• _YOUR TASK_
Reproduce every one of the following items verbatim, omitting the pictures from your reproduction.

[Data items]
-=-=-

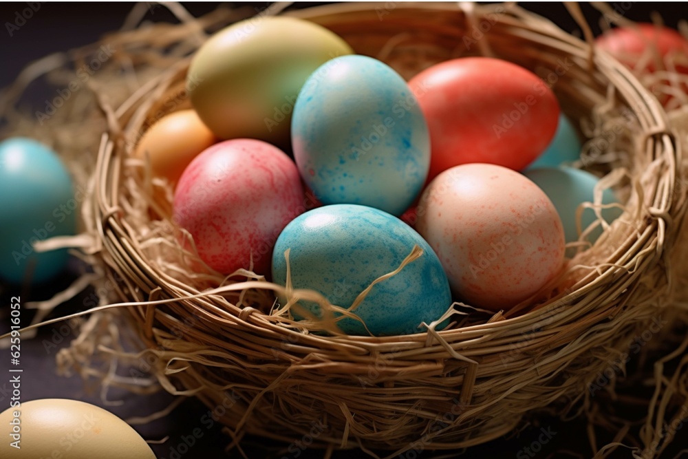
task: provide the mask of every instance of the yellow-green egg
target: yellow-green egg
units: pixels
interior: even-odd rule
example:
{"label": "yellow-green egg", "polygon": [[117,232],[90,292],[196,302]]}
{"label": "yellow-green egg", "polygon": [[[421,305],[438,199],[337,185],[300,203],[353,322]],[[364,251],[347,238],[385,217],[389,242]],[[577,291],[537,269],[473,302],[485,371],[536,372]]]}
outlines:
{"label": "yellow-green egg", "polygon": [[327,61],[352,53],[341,38],[308,21],[247,19],[201,46],[186,89],[201,119],[219,138],[288,145],[291,113],[306,79]]}

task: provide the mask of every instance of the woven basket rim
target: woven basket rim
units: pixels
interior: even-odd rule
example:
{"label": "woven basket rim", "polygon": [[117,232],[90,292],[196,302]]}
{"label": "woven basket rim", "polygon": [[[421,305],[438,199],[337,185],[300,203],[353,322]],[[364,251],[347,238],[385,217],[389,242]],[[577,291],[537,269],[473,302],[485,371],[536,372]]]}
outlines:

-=-=-

• _RESULT BELOW_
task: provide the mask of every instance of the yellow-green egg
target: yellow-green egg
units: pixels
interior: even-odd rule
example:
{"label": "yellow-green egg", "polygon": [[117,232],[90,292],[196,302]]}
{"label": "yellow-green egg", "polygon": [[[421,305],[438,199],[337,185],[300,203],[353,322]],[[364,251],[347,238],[385,217],[389,242]],[[577,291],[537,269],[473,302],[485,371],[536,372]]]}
outlines:
{"label": "yellow-green egg", "polygon": [[327,61],[352,53],[341,38],[308,21],[247,19],[201,46],[186,89],[201,119],[219,138],[288,145],[291,113],[306,79]]}

task: provide the mask of every instance of the woven basket rim
target: woven basket rim
units: pixels
interior: even-odd rule
example:
{"label": "woven basket rim", "polygon": [[117,232],[90,292],[196,302]]}
{"label": "woven basket rim", "polygon": [[[421,305],[438,199],[337,185],[300,203],[353,322]],[[364,251],[347,238],[385,217],[389,242]],[[577,291],[537,269],[473,302],[485,371],[536,372]]]}
outlines:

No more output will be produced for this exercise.